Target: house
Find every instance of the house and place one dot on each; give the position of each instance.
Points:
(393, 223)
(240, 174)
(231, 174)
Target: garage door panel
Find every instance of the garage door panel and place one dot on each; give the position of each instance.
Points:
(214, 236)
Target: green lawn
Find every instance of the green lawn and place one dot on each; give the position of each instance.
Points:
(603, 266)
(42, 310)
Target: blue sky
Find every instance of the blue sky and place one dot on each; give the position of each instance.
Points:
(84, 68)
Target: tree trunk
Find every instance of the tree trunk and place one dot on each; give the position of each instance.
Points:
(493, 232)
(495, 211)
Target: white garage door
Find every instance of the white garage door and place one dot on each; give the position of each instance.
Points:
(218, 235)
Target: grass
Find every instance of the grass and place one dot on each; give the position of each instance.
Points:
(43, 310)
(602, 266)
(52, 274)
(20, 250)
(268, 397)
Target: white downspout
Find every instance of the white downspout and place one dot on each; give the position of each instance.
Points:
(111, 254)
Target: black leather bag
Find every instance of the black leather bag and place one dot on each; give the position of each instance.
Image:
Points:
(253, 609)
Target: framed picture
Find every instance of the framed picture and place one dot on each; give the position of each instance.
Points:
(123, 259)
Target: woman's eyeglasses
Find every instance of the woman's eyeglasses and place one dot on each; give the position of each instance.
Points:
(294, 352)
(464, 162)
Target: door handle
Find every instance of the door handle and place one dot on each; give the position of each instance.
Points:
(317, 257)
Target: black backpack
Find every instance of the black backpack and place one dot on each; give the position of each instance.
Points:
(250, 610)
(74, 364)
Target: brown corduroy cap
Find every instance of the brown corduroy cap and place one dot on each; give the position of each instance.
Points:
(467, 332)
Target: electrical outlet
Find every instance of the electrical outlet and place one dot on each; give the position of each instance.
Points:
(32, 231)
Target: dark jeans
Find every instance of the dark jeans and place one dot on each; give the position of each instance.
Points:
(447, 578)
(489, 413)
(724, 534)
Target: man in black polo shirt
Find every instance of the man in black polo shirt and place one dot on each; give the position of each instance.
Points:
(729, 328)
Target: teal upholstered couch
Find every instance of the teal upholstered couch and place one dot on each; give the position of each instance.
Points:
* * * * * * * * *
Exercise aim: Keep to the lines above, from the first one through the line where "Target: white downspout" appears, and copy them exactly.

Response area:
Target: house
Find every instance of the house and place one dot on each; give the position of each instance.
Points:
(393, 223)
(240, 174)
(231, 174)
Target: garage door panel
Find every instance of the garage door panel and place one dot on each; give the position of each instance.
Points:
(214, 236)
Target: green lawn
Find every instance of the green lawn and place one dot on each; give the position of each instance.
Points:
(603, 266)
(42, 310)
Target: blue sky
Find every instance of the blue sky and place one dot on each; give the position of each instance.
Points:
(84, 68)
Target: tree trunk
Find every instance of the tree trunk and place one dot on each; give the position of each instance.
Points:
(493, 232)
(495, 211)
Target: white garage door
Find every instance of the white garage door and place one dot on each; give the position of each instance.
Points:
(218, 235)
Target: grass
Find every instance of the grass and place one dot on each; give the position of each instance.
Points:
(43, 310)
(602, 266)
(52, 274)
(20, 250)
(268, 397)
Target: white downspout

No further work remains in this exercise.